• Work instructions:
- A) Switch "medical care" to "health care" in the article on immigration enforcement and schools, giving again the part that opens with "As former Secretary" and closes with "2022. (Getty Images)".
- B) Proceed with the article on immigration enforcement and schools from the point where it stops.

• Page text:
○ ○ ○ ○
As former Secretary of Homeland Security Alejandro Mayorkas put it when reaffirming the policy in 2021, “We can accomplish our law enforcement mission without denying individuals access to needed medical care, children access to their schools, the displaced access to food and shelter, people of faith access to their places of worship, and more. Adherence to this principle is a bedrock of our stature as public servants.”

A girl cries, comforted by two adults, outside the Willie de Leon Civic Center where grief counseling will be offered in Uvalde, Texas, on May 24, 2022. (Getty Images)

Again: Protecting kids is a paramount moral concern. And in 2025, it’s clear that U.S. adults have collectively failed in that task. Today’s K–12 students have weathered the academic and social strains of a deadly global pandemic. They attend school in an era when campus shootings are regularly in the news and natural disasters amplified by climate change have decimated their communities and shuttered their classrooms in places like Los Angeles, Hawaii and North Carolina. They’ve watched violent assaults on representative government being not just normalized as part of U.S. politics — but excused and even celebrated by the leaders of one of our major political parties. Is it any wonder that children’s mental health remains catastrophically bad?

The kids are not all right. This is a terrible moment to introduce more uncertainty and instability into their lives. At least one major district is pushing back. Denver Public Schools sued the administration this week to keep ICE agents out of schools, with the school board president noting, “Scared children can’t learn.”
○ ○ ○ ○
• Data items:
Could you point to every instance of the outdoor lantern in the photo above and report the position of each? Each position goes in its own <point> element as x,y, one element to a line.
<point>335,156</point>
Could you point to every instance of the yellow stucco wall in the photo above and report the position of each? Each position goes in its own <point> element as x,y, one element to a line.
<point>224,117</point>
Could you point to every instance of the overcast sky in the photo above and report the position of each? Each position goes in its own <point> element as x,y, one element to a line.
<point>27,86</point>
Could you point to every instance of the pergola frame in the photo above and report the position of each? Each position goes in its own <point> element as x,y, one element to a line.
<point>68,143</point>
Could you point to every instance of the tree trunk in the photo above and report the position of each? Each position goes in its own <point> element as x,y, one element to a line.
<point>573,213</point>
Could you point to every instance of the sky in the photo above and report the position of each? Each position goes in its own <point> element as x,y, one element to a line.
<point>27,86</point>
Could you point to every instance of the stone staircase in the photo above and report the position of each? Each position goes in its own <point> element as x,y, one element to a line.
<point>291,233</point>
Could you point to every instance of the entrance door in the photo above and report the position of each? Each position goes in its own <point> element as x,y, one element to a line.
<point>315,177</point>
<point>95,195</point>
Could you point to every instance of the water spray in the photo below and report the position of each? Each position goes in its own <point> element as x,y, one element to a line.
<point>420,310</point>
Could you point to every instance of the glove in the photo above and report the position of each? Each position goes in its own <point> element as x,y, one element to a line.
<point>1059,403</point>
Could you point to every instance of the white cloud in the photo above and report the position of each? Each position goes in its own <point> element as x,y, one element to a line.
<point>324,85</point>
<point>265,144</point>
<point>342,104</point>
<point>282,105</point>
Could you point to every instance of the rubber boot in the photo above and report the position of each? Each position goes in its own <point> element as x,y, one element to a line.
○ ○ ○ ○
• Answers by item number:
- A)
As former Secretary of Homeland Security Alejandro Mayorkas put it when reaffirming the policy in 2021, “We can accomplish our law enforcement mission without denying individuals access to needed health care, children access to their schools, the displaced access to food and shelter, people of faith access to their places of worship, and more. Adherence to this principle is a bedrock of our stature as public servants.”

A girl cries, comforted by two adults, outside the Willie de Leon Civic Center where grief counseling will be offered in Uvalde, Texas, on May 24, 2022. (Getty Images)

- B)
Obviously, the Trump administration’s new ICE-in-Your- Classrooms policy could be stressful for children of immigrants, who are uniquely sensitive to the possible consequences of these raids. Research has repeatedly shown that increased immigration enforcement activity around children of immigrants leads to worse academic outcomes. In the weeks since Trump’s order, children of immigrants, regardless of the specific state of their family’s documentation, appear to be staying home from school in large numbers

And yet, this new policy affects all children. As columnist Perry Bacon recently wrote in The Washington Post, “This administration is breaking with the idea that schools should be an accepting and reassuring space for young people.” Children don’t have to have an immigrant parent to struggle with this moment. It’s hard to imagine how armed law enforcement activity on campus could help them feel safer or help them learn more, especially as the most recent round of math and reading scores have confirmed that the country’s students are falling further off pace, academically speaking. 

Of course, that’s perhaps the point. The new administration’s K–12 education plans are thin (at best) when it comes to proposals for improving how schools support children’s academic achievement. Bereft of serious education reform ideas, Trump and his deputies are launching new culture war assaults and opening schools to host immigration enforcement raids

This won’t make communities safer or improve kids’ academic performance. Research conclusively, consistently shows that immigrants are major assets to their communities. It also has found that culturally and linguistically diverse kids are some of U.S. schools’ best students, whose presence appears to raise academic achievement for all kids

If this debate still seems complicated: remember that the world’s messy. U.S. immigration laws, which are in dire need of comprehensive reform, should be enforced. Meanwhile, our kids — currently overcoming generationally awful obstacles — deserve to feel safe and secure enough to focus on learning. 

But anyone who reflects on those two public priorities and concludes that children’s well-being is of secondary importance is betraying the depravity of their moral compass. They are showing that they do not, however much they protest, understand what it means to put students first.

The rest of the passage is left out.